**DO ZROBIENIA**
Proszę zwrócić dosłownie fragment z tekstu o zabezpieczeniach wind osobowych zamieszczonego poniżej: wszystko od „Bywają różne rozwiązania, ale” aż do „To zatrzymuje kabinę.”.

Post by Piotr [trzykoty]Czy windy osobowe mają jakieś zabezbieczenie kabiny przed "spadkiem
swobodnym" - coś redukującego prędkość swobodnego zjazdu kabiny?
Pewnie jakiś rodzaj hamulca jest na silniku ograniczający prędkość, a coś
na rolkach kabiny na wypadek zerwania lin nośnych?
Bywają różne rozwiązania, ale generalnie przy klasycznym kabiny osobowe
mają osobne hamulce bezwładnościowe niezależne od lin nośnych pracujące na
zasadzie zbliżonej do pasów bezpieczeństwa. Dodatkowa linka w wypadku
zwiększenia prędkości ponad założone jest przyhamowywana i w ten sposób
wciska klin samohamowny pomiędzy kabinę a szynę stalową biegnącą pionowo.
To zatrzymuje kabinę.

**PODANE WPISY**
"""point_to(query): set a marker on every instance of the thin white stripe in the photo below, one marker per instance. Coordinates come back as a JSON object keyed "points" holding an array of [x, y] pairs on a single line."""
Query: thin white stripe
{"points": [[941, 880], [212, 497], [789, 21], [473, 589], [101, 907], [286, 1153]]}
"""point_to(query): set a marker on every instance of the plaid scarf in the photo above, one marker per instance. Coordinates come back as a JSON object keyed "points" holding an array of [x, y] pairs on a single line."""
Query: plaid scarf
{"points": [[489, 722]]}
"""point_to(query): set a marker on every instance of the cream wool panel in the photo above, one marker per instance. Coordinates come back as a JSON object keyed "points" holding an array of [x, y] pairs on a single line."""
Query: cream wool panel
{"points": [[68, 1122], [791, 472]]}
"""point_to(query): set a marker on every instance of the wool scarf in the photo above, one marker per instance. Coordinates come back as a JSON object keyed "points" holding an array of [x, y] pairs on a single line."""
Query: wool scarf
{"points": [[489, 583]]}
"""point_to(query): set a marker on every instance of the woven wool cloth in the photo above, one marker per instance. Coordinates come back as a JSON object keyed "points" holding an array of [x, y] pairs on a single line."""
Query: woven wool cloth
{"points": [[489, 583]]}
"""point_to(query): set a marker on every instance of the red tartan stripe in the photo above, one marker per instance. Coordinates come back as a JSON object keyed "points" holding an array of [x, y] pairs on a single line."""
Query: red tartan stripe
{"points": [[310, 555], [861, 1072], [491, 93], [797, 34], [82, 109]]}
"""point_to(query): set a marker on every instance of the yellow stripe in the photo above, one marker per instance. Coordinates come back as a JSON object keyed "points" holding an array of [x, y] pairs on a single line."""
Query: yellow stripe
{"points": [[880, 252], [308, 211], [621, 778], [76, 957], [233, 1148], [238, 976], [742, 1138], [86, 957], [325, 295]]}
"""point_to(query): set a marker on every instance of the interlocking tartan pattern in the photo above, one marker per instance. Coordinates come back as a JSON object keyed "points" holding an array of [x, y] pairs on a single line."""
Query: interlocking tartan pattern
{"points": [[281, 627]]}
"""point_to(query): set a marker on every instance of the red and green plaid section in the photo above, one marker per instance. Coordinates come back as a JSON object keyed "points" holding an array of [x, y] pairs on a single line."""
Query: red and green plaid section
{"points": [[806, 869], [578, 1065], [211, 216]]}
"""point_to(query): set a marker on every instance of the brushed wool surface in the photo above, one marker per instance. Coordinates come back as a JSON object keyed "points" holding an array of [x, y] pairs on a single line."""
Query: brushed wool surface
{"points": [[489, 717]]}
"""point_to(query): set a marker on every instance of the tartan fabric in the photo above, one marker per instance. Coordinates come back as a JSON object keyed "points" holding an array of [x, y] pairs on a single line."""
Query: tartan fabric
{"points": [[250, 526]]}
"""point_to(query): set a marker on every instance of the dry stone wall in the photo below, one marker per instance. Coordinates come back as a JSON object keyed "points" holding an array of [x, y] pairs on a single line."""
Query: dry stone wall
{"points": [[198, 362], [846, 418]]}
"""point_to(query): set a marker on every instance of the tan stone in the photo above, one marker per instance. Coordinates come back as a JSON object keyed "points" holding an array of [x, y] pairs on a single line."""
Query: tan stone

**ODPOWIEDŹ**
Bywają różne rozwiązania, ale generalnie przy klasycznym kabiny osobowe
mają osobne hamulce bezwładnościowe niezależne od lin nośnych pracujące na
zasadzie zbliżonej do pasów bezpieczeństwa. Dodatkowa linka w wypadku
zwiększenia prędkości ponad założone jest przyhamowywana i w ten sposób
wciska klin samohamowny pomiędzy kabinę a szynę stalową biegnącą pionowo.
To zatrzymuje kabinę.